> Texte à lire
---
Algérie : Boualem Sansal, 5 ans ferme pour délit de pensée

Il aura suffi de vingt minutes à la justice algérienne pour faire taire une voix. Vingt minutes de procédure expéditive pour sceller le sort d’un homme de lettres, d’un penseur reconnu, dont le seul crime est d’avoir formulé des idées. Le jeudi 27 mars 2025, Boualem Sansal, 80 ans, écrivain respecté et voix critique du régime, a été condamné à cinq ans de prison ferme et à une lourde amende. Ce verdict, prononcé par le tribunal correctionnel de Dar El Beida, est révélateur d’un pays où la liberté de pensée est un délit.
---
> Lignes fournies
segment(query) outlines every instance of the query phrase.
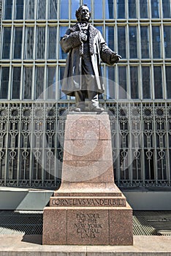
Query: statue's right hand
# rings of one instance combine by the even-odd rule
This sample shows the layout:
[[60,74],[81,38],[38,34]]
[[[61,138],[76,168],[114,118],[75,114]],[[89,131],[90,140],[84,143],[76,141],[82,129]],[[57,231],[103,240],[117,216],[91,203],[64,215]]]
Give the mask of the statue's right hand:
[[81,40],[83,42],[86,42],[87,41],[87,35],[84,33],[80,33],[80,37],[81,37]]

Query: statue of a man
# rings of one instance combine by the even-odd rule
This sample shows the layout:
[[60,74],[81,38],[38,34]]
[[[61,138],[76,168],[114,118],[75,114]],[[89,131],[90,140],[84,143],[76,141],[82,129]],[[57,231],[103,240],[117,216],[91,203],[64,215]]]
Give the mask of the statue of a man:
[[85,99],[88,98],[90,111],[102,112],[98,99],[104,89],[100,60],[113,65],[121,56],[108,48],[100,31],[88,23],[91,12],[86,4],[80,6],[75,15],[77,23],[60,41],[62,50],[69,53],[62,91],[75,97],[75,111],[84,111]]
---
> Consignes de la tâche
Extrayez le texte sur la condamnation de Boualem Sansal et reproduisez-le en entier, sans la moindre modification.

> Réponse correcte
Algérie : Boualem Sansal, 5 ans ferme pour délit de pensée

Il aura suffi de vingt minutes à la justice algérienne pour faire taire une voix. Vingt minutes de procédure expéditive pour sceller le sort d’un homme de lettres, d’un penseur reconnu, dont le seul crime est d’avoir formulé des idées. Le jeudi 27 mars 2025, Boualem Sansal, 80 ans, écrivain respecté et voix critique du régime, a été condamné à cinq ans de prison ferme et à une lourde amende. Ce verdict, prononcé par le tribunal correctionnel de Dar El Beida, est révélateur d’un pays où la liberté de pensée est un délit.